Copy the rows from the line with "Where can the brown" through the last row, swapping "gall" for "growth" and leaving everything else unchanged.

● **Material shown**

►

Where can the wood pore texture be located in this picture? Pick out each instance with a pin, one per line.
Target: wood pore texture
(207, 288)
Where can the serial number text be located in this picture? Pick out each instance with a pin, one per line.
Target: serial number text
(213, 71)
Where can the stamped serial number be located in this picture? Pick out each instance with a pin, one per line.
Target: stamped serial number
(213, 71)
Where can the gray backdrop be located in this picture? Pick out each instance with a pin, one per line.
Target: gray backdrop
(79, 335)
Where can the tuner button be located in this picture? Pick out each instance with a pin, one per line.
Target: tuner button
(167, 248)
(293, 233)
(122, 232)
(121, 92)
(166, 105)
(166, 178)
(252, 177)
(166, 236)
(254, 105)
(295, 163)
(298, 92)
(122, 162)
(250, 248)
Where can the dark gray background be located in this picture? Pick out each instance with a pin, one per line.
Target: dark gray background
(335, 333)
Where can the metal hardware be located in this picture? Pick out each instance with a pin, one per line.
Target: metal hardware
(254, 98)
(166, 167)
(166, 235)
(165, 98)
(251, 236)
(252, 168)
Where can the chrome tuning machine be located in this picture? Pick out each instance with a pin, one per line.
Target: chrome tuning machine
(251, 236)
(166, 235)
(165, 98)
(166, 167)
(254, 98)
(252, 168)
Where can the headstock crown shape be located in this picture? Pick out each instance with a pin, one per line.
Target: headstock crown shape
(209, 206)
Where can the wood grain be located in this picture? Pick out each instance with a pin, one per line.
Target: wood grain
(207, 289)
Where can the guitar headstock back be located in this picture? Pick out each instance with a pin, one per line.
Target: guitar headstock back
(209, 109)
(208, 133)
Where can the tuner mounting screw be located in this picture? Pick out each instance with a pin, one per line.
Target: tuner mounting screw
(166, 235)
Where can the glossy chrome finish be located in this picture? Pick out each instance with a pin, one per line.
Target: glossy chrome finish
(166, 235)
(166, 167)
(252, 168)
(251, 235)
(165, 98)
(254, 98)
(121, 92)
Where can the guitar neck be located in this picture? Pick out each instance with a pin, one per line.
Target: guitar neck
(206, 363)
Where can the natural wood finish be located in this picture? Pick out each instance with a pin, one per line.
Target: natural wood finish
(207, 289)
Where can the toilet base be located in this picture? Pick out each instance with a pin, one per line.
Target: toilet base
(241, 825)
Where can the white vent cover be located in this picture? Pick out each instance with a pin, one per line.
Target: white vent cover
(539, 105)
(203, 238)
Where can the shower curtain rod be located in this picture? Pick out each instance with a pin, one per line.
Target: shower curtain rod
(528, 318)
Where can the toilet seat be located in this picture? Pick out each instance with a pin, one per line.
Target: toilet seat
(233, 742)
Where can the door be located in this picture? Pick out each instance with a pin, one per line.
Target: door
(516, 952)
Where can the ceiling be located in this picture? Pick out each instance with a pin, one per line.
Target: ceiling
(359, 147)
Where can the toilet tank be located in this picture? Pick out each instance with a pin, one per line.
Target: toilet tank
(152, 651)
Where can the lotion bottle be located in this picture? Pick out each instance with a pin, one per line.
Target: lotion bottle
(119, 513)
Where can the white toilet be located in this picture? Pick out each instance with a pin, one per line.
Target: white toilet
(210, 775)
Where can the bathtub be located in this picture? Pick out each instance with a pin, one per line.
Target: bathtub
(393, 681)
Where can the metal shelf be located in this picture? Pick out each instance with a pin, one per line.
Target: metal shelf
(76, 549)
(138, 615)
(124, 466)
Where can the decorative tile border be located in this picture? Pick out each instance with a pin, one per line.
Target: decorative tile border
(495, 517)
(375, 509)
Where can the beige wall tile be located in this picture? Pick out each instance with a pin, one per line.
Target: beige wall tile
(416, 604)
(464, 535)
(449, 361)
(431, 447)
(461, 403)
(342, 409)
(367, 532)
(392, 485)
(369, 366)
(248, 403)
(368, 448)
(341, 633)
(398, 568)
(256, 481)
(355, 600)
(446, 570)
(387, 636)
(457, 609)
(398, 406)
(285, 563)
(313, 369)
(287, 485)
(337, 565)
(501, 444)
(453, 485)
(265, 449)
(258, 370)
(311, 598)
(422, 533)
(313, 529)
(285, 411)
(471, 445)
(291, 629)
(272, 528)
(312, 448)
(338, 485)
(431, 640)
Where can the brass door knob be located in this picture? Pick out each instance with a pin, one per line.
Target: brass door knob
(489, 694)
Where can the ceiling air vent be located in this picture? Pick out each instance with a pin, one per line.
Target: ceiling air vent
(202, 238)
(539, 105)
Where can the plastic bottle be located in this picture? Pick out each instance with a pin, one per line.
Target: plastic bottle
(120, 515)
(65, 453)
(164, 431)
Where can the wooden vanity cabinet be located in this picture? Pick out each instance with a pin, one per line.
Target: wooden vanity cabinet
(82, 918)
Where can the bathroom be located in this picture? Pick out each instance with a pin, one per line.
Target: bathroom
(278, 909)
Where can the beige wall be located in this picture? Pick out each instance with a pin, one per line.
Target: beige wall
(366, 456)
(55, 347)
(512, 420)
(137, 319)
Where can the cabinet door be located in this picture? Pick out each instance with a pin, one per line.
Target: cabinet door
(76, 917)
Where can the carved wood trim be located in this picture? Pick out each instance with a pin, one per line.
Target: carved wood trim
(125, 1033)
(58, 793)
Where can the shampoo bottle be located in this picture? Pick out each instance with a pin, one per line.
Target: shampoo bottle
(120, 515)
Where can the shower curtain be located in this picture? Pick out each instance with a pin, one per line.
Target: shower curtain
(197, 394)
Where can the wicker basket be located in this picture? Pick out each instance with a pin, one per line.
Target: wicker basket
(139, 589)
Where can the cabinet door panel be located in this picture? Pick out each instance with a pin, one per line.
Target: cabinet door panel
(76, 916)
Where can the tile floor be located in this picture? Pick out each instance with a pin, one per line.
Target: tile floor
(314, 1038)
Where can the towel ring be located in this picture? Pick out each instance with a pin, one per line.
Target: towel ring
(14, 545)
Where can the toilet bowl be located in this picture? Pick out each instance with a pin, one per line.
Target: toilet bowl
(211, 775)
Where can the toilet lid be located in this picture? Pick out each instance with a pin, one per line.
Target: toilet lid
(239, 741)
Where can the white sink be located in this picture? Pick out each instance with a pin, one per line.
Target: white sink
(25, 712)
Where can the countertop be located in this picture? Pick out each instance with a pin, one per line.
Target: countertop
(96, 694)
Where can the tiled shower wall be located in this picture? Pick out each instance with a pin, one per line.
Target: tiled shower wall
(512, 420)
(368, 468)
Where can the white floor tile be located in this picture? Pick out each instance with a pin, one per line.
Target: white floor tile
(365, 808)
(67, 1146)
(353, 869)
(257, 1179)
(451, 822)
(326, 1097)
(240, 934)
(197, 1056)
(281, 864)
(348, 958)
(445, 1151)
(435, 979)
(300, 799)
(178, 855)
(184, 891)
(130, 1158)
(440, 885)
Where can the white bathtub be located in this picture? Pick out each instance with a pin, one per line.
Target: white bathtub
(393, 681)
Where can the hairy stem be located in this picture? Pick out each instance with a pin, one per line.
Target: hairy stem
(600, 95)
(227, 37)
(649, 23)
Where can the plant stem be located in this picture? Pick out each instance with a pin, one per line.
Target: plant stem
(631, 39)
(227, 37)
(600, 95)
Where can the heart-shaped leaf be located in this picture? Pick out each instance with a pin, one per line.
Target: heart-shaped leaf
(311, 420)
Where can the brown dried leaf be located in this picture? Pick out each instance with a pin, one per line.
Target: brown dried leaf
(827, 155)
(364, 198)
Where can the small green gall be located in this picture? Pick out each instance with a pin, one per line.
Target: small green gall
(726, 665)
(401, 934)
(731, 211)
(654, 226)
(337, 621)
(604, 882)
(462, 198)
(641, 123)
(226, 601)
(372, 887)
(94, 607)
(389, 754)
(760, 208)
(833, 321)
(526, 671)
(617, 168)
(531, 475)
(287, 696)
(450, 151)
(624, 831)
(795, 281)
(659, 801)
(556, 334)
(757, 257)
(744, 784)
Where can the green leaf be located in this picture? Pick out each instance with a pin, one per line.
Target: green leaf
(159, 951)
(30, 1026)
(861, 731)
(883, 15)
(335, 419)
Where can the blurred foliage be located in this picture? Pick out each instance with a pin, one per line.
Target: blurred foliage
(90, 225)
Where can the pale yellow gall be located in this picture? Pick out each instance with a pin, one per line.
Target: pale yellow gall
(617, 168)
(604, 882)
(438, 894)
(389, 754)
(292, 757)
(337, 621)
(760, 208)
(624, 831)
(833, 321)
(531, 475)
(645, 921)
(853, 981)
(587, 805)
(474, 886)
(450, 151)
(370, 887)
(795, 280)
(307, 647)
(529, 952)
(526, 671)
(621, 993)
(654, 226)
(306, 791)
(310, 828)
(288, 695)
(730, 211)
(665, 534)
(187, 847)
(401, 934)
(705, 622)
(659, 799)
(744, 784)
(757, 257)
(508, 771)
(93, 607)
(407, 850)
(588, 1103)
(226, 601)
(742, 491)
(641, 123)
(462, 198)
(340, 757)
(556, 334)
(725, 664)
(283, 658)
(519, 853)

◄

● **Correct answer**
Where can the brown dried leaf be located in this picture? Pick out each instance with a pin, one per line.
Target: brown dried leaf
(827, 155)
(364, 198)
Where can the small green growth be located in this picture? Pick out each instance with a pin, one per line.
Target: small green growth
(726, 665)
(401, 934)
(731, 211)
(654, 226)
(337, 621)
(604, 882)
(462, 198)
(641, 123)
(226, 601)
(372, 887)
(94, 607)
(389, 754)
(760, 208)
(833, 321)
(526, 671)
(617, 168)
(531, 475)
(287, 696)
(450, 151)
(624, 831)
(795, 281)
(659, 801)
(556, 334)
(757, 257)
(744, 784)
Where can the green leaf be located in this picture? Pick out each instance with a pin, one per line.
Target: green leaf
(159, 951)
(30, 1026)
(861, 731)
(883, 15)
(335, 419)
Where can the blurred foliage be located in this picture? Pick out each instance with a pin, one per line.
Target: blurred foliage
(90, 225)
Where can the pale yellow growth be located in this picture? Pick out each instance with a pin, one per line.
Target: pale yellow growth
(617, 168)
(604, 882)
(438, 894)
(389, 754)
(292, 757)
(337, 621)
(760, 208)
(624, 831)
(833, 321)
(531, 475)
(645, 921)
(853, 981)
(587, 805)
(474, 886)
(450, 151)
(370, 887)
(795, 280)
(307, 647)
(529, 952)
(526, 671)
(621, 993)
(654, 226)
(306, 791)
(310, 828)
(288, 695)
(730, 211)
(665, 534)
(187, 847)
(401, 934)
(705, 622)
(659, 799)
(744, 784)
(757, 257)
(508, 771)
(93, 607)
(407, 850)
(588, 1103)
(226, 601)
(742, 491)
(641, 123)
(462, 198)
(340, 757)
(556, 334)
(725, 664)
(283, 658)
(519, 853)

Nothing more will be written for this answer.